# WRITTEN TASKS:
[1] Which great UK bands of that period does the Talk Talk article name?
[2] Reproduce the passage of the Talk Talk article word for word, starting at "The album this" and ending at "a great album.".

# EXTRACTED TEXT:
— start —
TALK TALK-THE COLOUR OF SPRING.
TALK TALK-THE COLOUR OF SPRING.
The album this article is about came out in 1986. This period was hardly a vintage time for music in the UK. Much of the music was throwaway pop music, music which was instantly forgettable. Granted there were some great bands from the UK, some that spring to mind, are The Smiths, New Order, The Cult and Simple Minds. Most of the bands that fell under the New Romantic label, were, to me, bugglegum pop, music with a short shelf life, that would have no impact on musical history. One band that bucked this trend were Talk Talk. After achieving worldwide success between 1984 and 1986, they settled down and made several classic albums. Today I’m going to write about their album The Colour of Spring, an album that saw their style completely change, and won them a completely new set of fans. After telling you a little about their history, I’ll tell you why this album, is such a great album.
— end —
# DATASET ENTRIES:
— start —
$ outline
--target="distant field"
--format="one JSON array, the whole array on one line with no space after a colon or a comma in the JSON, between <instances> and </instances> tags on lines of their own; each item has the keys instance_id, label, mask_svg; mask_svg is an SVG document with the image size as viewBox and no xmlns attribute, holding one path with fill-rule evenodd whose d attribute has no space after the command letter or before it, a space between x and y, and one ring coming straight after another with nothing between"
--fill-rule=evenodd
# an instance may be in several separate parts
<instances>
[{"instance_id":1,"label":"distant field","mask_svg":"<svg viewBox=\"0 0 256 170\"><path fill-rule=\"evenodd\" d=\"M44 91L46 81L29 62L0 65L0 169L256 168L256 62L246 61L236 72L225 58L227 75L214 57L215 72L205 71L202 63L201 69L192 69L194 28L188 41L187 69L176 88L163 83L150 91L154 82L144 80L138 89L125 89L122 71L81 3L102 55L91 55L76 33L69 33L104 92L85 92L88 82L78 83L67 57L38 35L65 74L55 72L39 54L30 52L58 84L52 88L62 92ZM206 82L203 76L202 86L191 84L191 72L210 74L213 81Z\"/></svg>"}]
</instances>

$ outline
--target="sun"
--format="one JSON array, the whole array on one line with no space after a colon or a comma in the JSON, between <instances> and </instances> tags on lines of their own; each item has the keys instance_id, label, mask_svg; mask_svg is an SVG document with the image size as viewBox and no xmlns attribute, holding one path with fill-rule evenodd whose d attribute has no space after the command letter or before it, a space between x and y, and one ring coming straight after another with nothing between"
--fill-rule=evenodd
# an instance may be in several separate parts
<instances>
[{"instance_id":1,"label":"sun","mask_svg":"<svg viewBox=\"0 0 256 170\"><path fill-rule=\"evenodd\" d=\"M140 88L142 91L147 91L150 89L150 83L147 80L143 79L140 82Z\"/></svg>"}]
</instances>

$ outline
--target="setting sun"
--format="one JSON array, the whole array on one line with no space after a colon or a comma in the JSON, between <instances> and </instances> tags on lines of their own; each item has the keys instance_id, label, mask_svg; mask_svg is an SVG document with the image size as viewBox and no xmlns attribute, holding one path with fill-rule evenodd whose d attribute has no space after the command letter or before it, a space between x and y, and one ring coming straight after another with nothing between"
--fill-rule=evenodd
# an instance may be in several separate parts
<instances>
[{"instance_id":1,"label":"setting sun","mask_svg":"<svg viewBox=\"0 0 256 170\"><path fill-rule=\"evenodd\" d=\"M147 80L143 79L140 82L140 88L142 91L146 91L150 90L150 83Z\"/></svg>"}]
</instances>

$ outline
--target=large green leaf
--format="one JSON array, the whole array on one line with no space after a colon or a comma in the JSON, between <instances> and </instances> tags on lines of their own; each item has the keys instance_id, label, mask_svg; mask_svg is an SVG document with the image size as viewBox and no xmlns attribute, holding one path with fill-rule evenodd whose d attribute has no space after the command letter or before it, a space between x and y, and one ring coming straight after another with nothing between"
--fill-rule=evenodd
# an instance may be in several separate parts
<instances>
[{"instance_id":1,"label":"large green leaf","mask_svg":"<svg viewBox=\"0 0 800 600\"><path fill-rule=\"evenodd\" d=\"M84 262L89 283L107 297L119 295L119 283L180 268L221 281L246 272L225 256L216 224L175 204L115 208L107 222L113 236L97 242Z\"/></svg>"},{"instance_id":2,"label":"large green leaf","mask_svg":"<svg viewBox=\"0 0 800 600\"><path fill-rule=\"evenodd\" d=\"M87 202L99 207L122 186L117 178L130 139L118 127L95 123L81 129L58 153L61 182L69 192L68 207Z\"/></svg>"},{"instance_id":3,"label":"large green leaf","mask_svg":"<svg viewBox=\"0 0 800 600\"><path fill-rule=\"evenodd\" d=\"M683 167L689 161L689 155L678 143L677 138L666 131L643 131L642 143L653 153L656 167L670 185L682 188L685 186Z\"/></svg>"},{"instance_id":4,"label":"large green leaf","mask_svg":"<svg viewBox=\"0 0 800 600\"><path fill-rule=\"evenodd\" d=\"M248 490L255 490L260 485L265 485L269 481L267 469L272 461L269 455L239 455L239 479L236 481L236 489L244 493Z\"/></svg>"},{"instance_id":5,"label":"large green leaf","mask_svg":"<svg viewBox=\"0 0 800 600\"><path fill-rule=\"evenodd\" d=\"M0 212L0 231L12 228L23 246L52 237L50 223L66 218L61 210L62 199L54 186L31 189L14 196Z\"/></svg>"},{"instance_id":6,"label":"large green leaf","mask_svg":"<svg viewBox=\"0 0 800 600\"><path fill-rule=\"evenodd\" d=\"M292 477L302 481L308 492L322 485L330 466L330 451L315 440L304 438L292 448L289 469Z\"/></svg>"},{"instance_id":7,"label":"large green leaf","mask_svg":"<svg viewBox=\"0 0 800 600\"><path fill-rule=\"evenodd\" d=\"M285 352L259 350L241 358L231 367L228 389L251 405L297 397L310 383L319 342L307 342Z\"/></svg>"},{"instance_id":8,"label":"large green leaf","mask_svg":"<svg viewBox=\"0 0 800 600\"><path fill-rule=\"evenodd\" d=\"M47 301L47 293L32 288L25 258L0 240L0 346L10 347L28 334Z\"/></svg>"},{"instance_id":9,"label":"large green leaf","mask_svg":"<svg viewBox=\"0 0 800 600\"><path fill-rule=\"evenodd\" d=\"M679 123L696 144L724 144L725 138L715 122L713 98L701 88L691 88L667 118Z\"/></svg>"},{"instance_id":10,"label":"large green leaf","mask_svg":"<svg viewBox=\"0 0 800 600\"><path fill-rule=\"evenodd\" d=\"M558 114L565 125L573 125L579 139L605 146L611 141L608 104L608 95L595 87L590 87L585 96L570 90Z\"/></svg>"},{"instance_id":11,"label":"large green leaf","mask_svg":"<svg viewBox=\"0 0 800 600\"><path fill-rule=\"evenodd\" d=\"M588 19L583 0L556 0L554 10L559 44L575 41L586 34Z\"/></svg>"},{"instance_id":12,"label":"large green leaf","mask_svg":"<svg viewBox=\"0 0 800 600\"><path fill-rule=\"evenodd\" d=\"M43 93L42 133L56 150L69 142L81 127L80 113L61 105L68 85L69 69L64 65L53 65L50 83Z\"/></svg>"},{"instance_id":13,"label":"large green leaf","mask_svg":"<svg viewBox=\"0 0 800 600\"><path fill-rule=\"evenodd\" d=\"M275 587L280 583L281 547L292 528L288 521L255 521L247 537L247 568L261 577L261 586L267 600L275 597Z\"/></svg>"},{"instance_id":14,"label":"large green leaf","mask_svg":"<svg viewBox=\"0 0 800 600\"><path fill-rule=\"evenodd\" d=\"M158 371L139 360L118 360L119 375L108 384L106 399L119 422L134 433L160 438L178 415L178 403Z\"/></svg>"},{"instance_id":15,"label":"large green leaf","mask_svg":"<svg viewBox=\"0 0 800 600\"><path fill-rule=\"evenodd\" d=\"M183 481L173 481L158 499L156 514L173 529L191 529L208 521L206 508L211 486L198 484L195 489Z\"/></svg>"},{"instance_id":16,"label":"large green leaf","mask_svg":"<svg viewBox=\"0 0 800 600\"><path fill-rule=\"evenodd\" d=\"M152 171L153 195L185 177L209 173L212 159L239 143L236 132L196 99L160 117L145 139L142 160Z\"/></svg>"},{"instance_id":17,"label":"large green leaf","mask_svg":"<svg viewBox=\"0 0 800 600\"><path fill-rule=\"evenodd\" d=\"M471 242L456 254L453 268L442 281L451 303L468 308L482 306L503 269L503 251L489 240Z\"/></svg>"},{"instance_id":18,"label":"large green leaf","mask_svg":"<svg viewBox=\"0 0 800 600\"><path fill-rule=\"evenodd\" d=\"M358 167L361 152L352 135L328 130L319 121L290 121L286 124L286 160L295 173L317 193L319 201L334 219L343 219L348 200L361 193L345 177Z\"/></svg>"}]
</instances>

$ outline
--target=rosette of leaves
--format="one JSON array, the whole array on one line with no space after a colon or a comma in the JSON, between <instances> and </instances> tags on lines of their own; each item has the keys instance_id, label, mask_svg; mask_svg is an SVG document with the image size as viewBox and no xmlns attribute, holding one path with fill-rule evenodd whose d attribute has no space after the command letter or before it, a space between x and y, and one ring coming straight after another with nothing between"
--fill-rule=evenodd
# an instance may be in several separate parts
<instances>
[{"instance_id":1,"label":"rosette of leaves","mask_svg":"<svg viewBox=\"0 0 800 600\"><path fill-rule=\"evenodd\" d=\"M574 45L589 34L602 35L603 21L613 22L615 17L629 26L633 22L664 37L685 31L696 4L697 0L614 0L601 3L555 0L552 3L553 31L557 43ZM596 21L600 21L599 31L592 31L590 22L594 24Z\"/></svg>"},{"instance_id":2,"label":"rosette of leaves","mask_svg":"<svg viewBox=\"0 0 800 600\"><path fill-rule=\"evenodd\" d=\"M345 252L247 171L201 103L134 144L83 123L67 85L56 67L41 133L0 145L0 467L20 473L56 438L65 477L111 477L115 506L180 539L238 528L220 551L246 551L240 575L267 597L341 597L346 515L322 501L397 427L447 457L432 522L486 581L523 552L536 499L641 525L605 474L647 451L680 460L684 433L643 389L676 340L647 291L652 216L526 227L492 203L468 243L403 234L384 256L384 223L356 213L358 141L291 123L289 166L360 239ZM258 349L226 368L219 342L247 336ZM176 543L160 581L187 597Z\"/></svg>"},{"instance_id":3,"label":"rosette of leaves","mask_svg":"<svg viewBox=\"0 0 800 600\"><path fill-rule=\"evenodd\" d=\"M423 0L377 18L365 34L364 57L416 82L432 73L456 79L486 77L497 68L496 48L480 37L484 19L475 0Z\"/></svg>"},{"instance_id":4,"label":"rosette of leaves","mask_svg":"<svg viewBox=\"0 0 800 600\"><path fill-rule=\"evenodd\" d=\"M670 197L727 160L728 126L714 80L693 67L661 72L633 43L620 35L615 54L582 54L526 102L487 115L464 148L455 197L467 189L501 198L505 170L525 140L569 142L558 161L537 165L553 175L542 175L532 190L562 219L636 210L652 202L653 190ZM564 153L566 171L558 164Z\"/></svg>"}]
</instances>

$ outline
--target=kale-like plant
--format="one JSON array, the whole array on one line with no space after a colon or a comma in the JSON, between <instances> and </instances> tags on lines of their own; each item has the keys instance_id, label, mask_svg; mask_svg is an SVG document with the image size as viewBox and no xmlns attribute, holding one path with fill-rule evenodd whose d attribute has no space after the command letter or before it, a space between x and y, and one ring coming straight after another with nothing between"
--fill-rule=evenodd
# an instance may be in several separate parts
— end —
# ANSWERS TO THE EXERCISES:
[1] The Smiths, New Order, The Cult and Simple Minds.

[2]
The album this article is about came out in 1986. This period was hardly a vintage time for music in the UK. Much of the music was throwaway pop music, music which was instantly forgettable. Granted there were some great bands from the UK, some that spring to mind, are The Smiths, New Order, The Cult and Simple Minds. Most of the bands that fell under the New Romantic label, were, to me, bugglegum pop, music with a short shelf life, that would have no impact on musical history. One band that bucked this trend were Talk Talk. After achieving worldwide success between 1984 and 1986, they settled down and made several classic albums. Today I’m going to write about their album The Colour of Spring, an album that saw their style completely change, and won them a completely new set of fans. After telling you a little about their history, I’ll tell you why this album, is such a great album.